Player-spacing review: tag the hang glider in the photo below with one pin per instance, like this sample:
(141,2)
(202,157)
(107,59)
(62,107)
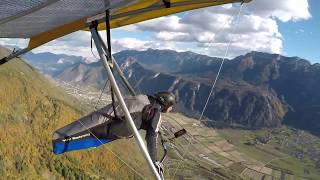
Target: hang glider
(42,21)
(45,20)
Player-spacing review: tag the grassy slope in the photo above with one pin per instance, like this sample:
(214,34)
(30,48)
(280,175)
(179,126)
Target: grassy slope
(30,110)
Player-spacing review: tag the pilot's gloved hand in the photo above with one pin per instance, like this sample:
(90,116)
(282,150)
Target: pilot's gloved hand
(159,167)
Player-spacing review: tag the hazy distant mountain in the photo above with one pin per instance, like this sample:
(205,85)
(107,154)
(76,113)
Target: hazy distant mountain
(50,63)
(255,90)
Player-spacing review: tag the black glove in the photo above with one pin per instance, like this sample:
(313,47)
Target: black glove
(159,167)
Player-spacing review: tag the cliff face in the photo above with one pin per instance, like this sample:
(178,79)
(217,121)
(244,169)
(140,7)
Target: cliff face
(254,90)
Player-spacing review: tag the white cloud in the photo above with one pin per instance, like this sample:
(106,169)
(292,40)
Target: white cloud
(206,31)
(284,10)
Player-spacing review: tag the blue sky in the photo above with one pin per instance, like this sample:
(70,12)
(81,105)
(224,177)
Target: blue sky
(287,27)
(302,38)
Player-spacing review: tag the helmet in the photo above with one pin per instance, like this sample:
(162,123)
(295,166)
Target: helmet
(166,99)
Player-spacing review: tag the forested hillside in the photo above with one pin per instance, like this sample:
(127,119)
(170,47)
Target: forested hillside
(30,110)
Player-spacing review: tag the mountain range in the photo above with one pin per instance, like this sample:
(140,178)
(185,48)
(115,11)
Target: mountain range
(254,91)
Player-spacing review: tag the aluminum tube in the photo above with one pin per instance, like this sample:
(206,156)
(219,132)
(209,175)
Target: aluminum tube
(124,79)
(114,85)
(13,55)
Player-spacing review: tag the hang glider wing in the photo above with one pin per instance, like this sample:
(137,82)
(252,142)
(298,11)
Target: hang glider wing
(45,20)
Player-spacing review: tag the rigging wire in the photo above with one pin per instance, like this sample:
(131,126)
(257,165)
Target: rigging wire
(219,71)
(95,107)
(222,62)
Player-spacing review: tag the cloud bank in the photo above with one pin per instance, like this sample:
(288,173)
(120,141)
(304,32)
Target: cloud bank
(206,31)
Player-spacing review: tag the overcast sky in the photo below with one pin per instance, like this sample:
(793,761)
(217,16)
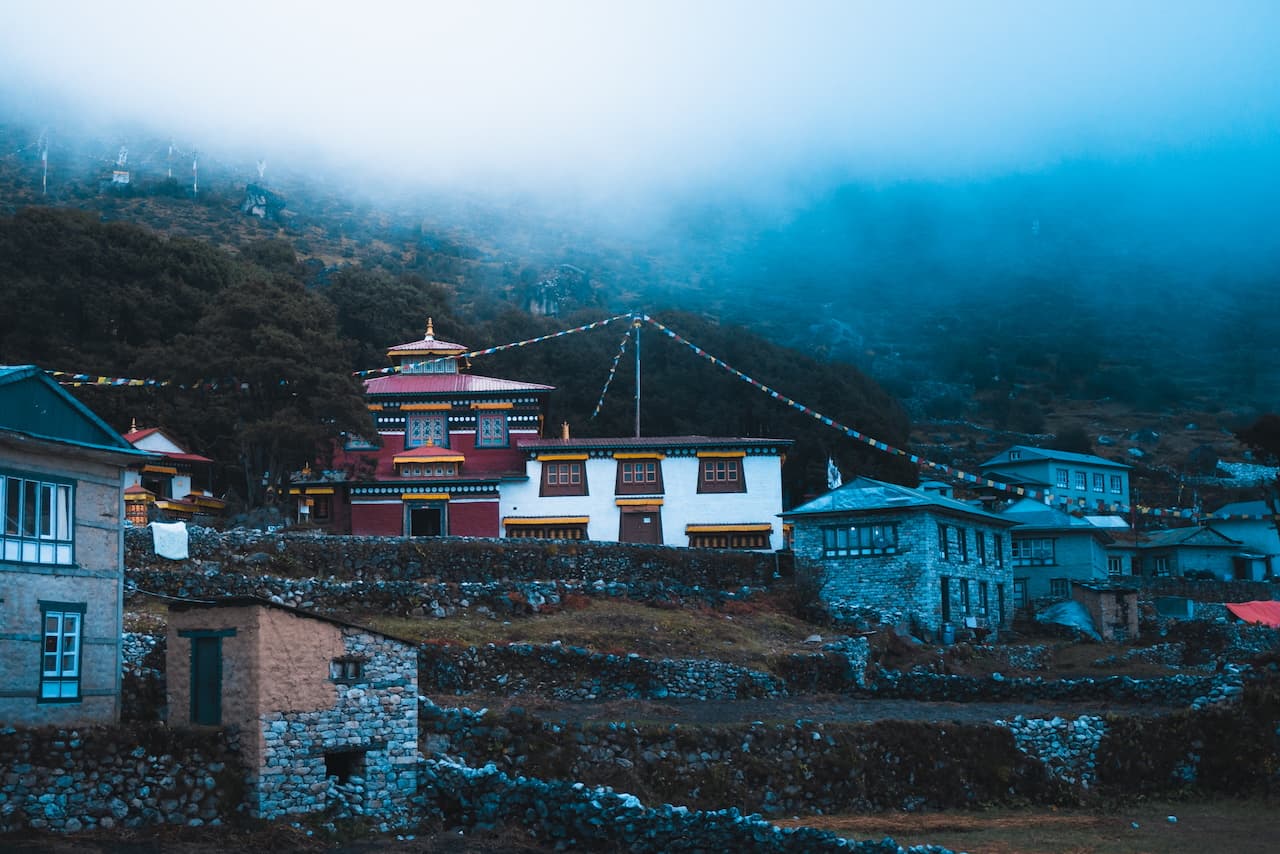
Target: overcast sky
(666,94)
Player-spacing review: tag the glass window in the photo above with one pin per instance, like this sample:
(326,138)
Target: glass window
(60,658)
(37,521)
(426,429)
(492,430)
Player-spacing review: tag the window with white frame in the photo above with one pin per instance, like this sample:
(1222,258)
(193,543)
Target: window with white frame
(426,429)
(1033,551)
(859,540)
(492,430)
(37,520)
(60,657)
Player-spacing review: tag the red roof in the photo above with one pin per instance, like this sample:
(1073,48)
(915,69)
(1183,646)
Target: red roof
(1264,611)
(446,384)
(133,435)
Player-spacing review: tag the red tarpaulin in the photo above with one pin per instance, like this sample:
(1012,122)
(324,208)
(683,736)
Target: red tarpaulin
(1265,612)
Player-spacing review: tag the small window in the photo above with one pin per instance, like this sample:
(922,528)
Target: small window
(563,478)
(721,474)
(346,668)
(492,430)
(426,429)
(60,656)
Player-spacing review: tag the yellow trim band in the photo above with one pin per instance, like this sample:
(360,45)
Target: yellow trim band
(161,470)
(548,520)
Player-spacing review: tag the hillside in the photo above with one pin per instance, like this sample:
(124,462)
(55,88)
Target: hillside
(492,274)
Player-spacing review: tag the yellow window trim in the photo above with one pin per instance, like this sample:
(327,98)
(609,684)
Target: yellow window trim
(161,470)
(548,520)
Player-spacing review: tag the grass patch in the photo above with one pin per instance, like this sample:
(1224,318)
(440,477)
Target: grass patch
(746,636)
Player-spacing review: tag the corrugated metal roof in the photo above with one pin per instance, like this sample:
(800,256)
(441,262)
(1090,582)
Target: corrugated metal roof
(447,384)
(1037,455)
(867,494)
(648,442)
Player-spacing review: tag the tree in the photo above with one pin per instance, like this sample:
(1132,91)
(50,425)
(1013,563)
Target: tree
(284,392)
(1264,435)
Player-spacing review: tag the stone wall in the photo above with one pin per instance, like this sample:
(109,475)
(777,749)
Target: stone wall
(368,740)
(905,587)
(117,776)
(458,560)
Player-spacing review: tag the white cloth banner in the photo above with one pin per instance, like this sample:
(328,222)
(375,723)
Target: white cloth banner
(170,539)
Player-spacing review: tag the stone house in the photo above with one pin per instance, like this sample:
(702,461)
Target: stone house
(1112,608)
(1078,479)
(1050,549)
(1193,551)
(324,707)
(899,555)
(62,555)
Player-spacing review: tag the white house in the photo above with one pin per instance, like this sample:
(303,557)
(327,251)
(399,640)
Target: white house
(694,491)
◆ ◆ ◆ ◆
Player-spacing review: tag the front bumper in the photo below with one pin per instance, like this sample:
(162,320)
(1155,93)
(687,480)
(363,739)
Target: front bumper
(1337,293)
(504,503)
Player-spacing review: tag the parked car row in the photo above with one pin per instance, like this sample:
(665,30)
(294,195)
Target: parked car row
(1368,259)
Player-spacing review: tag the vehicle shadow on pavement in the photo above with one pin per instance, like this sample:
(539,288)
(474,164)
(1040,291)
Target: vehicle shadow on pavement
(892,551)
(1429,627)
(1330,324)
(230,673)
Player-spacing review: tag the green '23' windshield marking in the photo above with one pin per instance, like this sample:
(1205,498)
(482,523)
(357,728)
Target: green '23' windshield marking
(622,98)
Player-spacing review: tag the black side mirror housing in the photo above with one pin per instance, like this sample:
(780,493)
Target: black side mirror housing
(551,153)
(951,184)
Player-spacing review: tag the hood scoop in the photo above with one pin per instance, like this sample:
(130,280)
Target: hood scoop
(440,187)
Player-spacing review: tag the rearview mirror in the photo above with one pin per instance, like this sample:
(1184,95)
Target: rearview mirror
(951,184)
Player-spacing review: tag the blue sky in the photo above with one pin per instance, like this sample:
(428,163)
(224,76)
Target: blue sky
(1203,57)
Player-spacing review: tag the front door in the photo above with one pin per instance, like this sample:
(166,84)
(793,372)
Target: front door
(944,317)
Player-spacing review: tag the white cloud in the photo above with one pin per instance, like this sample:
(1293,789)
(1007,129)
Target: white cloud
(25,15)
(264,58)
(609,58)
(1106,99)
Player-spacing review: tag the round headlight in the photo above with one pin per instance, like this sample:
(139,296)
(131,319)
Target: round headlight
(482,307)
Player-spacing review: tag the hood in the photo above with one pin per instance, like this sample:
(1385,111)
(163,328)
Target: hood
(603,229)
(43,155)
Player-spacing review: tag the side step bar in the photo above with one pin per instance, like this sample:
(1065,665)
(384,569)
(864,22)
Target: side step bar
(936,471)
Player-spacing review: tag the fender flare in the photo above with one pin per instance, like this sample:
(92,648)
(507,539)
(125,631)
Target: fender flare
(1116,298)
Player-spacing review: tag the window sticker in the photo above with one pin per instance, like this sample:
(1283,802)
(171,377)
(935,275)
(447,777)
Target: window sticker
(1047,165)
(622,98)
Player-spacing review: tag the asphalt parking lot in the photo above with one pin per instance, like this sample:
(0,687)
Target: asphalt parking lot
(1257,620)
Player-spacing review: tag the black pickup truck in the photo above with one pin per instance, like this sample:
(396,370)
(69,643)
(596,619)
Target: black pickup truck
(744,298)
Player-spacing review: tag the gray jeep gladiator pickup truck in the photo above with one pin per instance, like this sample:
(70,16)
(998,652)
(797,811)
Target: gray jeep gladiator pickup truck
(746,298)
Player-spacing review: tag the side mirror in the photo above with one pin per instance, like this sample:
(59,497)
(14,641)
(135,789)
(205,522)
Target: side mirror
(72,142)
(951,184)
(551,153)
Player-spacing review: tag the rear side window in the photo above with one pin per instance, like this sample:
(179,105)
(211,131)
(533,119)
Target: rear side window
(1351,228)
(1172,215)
◆ ◆ ◆ ◆
Written task:
How many of the lines above contain the word "corrugated"? Count them and reply with the number alone.

Exercise response:
2